:: DATASET

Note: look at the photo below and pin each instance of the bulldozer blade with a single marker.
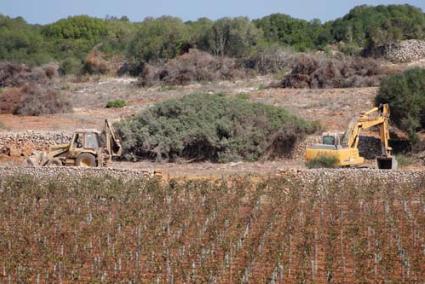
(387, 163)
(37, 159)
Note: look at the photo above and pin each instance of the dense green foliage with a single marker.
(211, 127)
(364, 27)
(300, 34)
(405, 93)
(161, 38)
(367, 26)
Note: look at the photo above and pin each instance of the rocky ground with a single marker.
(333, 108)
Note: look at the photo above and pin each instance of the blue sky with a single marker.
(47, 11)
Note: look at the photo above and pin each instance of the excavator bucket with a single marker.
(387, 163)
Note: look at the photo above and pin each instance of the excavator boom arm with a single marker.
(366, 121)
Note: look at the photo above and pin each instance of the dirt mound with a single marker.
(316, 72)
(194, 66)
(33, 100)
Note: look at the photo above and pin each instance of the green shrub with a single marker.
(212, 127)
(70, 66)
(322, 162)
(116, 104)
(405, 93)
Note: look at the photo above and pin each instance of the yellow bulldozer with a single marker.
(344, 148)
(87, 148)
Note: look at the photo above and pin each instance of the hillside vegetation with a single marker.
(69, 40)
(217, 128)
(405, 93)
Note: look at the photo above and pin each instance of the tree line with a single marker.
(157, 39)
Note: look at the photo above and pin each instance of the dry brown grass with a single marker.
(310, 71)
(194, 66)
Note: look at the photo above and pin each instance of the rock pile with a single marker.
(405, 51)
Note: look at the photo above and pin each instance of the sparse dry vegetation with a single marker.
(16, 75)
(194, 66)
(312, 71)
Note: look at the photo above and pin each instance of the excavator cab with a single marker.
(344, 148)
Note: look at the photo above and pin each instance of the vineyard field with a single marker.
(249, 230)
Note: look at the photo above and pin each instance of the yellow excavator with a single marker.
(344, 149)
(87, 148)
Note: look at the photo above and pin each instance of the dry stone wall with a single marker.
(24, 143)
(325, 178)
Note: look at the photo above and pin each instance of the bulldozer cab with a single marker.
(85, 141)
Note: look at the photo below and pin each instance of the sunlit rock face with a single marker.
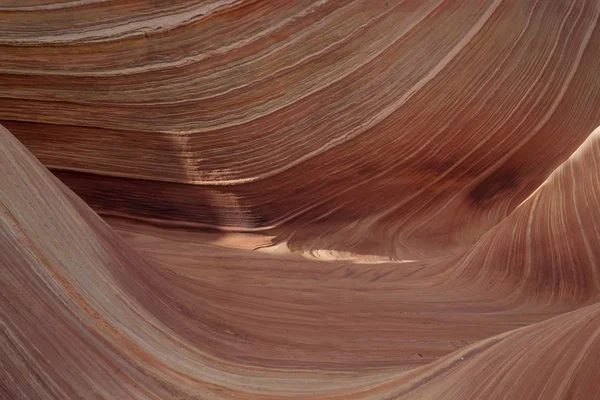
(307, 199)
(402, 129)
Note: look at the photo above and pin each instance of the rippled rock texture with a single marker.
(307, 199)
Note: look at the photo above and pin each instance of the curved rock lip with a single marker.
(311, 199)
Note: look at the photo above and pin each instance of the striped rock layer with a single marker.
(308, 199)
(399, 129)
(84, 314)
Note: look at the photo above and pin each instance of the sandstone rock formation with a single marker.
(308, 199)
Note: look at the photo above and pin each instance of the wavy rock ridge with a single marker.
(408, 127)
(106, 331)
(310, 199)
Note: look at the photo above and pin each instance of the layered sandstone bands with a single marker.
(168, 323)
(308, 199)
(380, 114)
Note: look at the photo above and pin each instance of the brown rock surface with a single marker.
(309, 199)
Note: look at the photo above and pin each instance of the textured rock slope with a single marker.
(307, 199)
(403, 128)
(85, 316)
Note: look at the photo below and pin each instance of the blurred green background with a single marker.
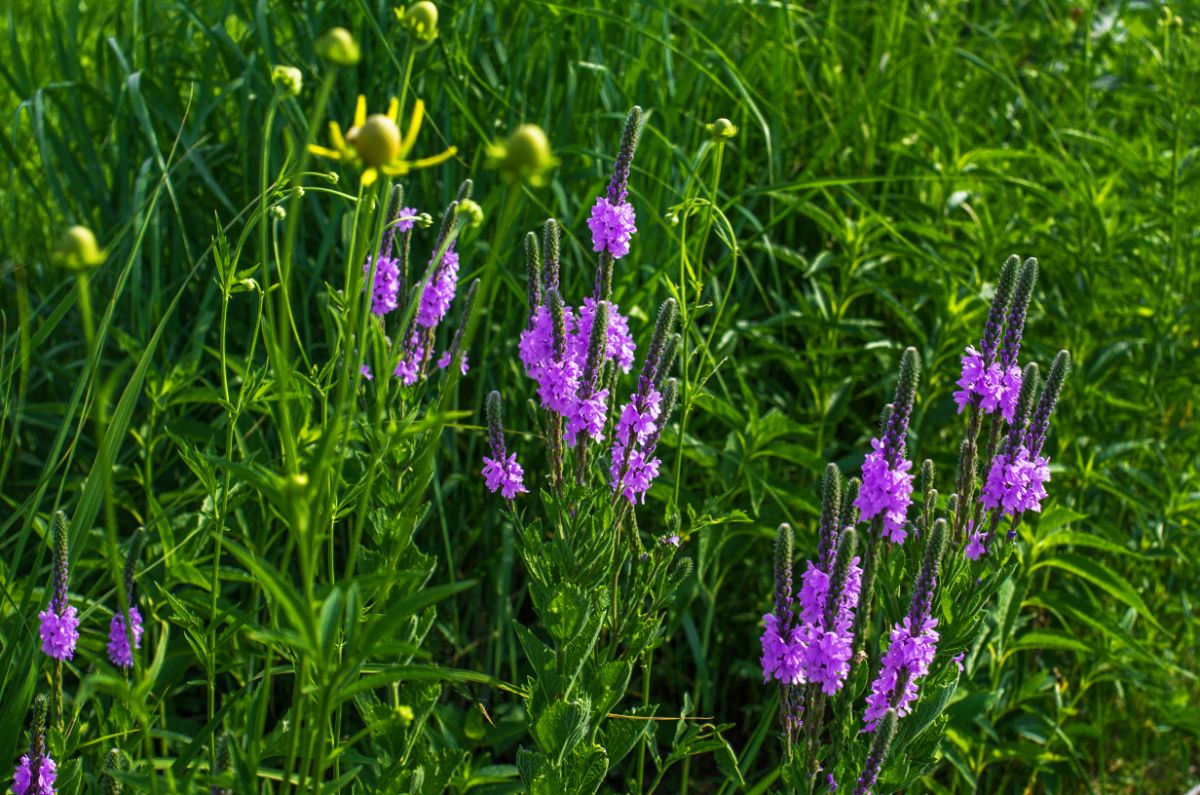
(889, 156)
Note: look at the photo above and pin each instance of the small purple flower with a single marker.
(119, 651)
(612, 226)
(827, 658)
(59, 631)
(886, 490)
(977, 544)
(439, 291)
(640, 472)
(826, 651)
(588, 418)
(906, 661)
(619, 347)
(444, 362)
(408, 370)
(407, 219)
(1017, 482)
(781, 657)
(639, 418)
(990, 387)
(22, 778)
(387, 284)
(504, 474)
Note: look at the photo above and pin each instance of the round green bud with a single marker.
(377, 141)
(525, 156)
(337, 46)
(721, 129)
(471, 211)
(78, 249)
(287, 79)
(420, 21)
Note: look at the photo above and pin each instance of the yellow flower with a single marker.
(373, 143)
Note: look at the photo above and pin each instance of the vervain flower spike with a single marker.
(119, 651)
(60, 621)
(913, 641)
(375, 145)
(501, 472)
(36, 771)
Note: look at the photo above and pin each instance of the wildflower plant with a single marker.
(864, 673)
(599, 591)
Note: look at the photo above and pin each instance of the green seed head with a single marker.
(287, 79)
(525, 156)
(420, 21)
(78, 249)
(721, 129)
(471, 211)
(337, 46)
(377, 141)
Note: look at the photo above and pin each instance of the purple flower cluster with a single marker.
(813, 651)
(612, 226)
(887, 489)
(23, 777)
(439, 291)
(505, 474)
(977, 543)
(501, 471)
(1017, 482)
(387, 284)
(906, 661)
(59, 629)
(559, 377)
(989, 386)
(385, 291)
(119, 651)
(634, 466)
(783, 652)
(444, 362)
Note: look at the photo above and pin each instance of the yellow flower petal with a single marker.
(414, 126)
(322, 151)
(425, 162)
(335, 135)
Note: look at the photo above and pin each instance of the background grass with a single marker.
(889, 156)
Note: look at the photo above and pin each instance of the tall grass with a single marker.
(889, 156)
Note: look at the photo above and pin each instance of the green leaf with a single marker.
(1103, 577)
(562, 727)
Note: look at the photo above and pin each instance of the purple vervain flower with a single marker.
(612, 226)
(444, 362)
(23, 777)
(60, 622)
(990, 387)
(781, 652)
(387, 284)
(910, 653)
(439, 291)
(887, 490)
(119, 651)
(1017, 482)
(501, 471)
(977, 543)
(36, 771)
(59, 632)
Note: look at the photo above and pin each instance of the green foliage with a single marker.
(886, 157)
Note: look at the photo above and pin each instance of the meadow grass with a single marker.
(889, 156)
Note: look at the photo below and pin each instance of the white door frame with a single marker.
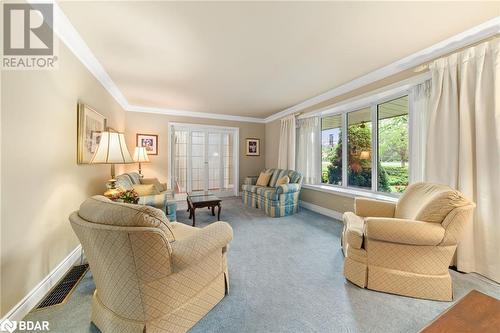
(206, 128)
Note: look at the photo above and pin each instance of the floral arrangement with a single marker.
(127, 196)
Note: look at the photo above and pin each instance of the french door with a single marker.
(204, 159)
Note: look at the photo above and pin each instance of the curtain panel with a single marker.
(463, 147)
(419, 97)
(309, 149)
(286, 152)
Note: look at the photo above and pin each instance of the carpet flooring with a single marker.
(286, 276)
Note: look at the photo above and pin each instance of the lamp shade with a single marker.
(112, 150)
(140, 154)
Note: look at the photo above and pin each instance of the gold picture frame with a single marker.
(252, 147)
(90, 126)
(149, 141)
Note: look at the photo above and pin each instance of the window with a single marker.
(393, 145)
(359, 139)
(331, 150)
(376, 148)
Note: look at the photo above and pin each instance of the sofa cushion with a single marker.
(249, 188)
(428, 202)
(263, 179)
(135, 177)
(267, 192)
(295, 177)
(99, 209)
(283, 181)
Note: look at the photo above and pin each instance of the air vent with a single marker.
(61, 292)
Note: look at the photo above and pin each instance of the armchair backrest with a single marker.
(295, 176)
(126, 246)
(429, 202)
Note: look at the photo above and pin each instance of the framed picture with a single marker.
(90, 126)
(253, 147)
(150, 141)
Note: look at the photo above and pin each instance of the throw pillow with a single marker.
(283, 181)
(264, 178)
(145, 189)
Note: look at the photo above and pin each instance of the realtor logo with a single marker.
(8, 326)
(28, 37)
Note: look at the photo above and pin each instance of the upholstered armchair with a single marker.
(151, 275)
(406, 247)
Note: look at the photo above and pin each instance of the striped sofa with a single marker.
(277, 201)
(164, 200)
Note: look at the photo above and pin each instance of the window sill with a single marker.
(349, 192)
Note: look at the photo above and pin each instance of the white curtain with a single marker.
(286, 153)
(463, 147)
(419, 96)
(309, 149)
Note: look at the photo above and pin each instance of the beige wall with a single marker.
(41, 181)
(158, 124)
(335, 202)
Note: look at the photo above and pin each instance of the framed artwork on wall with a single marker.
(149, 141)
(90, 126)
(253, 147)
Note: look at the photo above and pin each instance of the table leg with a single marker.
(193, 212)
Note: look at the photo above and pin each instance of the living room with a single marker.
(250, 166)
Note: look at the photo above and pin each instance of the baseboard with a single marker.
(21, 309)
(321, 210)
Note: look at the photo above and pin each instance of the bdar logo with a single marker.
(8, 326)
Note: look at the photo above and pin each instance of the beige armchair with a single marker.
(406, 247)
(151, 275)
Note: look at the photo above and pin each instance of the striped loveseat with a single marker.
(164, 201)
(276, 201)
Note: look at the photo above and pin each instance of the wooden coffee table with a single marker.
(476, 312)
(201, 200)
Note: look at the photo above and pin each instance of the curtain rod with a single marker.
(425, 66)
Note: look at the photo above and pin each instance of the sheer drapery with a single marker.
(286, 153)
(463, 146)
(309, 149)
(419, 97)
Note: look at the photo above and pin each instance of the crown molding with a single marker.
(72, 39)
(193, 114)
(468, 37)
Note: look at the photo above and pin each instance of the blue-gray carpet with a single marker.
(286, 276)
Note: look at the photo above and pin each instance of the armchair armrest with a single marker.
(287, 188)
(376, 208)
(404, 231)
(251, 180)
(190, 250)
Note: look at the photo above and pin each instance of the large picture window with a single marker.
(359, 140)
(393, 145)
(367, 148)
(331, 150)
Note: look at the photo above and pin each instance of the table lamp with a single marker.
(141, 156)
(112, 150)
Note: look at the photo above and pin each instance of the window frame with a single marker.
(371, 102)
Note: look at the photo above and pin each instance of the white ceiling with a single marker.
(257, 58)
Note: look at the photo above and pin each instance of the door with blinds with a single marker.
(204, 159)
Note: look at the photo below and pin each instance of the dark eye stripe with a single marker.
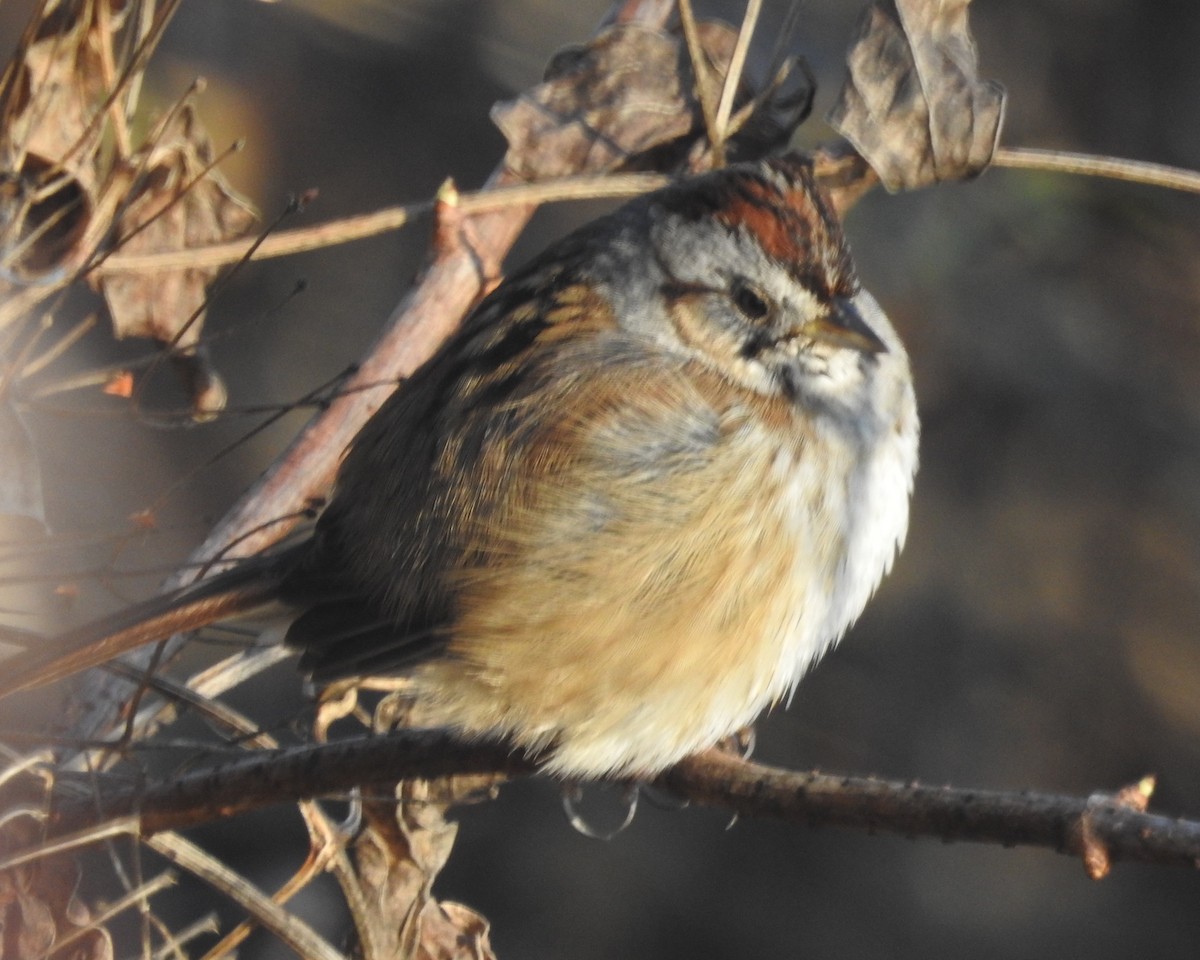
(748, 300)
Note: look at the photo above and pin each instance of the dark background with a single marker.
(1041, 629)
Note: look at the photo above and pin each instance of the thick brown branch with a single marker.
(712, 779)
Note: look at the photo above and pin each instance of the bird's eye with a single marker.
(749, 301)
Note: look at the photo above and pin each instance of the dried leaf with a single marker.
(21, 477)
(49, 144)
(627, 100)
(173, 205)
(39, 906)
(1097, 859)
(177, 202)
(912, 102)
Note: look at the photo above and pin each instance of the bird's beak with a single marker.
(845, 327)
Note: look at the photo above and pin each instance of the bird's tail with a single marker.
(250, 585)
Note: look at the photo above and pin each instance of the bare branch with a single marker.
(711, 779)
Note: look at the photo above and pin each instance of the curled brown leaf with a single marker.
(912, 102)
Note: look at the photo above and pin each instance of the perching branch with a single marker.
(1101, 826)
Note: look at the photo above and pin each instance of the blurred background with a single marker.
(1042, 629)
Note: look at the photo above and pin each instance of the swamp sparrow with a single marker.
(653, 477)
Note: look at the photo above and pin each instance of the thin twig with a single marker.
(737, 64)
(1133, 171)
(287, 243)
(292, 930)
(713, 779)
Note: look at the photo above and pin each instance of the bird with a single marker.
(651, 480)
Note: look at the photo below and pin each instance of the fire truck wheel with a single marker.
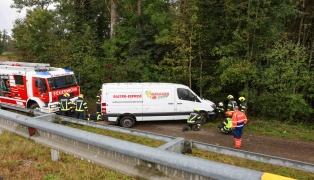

::::

- _PROBLEM TO WORK ON_
Retype, word for word, only the lines from the line with "tail with a single marker." to the final line of the listing above; the pictures do not belong in the copy.

- _EXERCISE SOLUTION_
Note: look at the photo above and pin each instance of the bird's tail with a single marker.
(250, 585)
Note: look at the photo above and pin each instance of the bare branch with a single marker.
(711, 779)
Note: look at the photo above and pin each instance of the curled brown leaf with a single marker.
(912, 102)
Note: look at the photo above and pin each instance of the perching branch with a single marker.
(1101, 826)
Note: look at the photo above and pin each instance of the blurred background with a single marker.
(1042, 629)
Note: look at the photo above and pin each instance of the swamp sparrow with a single marker.
(653, 477)
Note: look at the photo above and pin each instance of the thin twig with a single marker.
(737, 64)
(1133, 171)
(287, 243)
(292, 930)
(713, 779)
Note: look at the photo above and pin each instance of the bird with a single marker.
(651, 480)
Note: look at the photo below and pin each instance of the fire truck wheel with a single marker.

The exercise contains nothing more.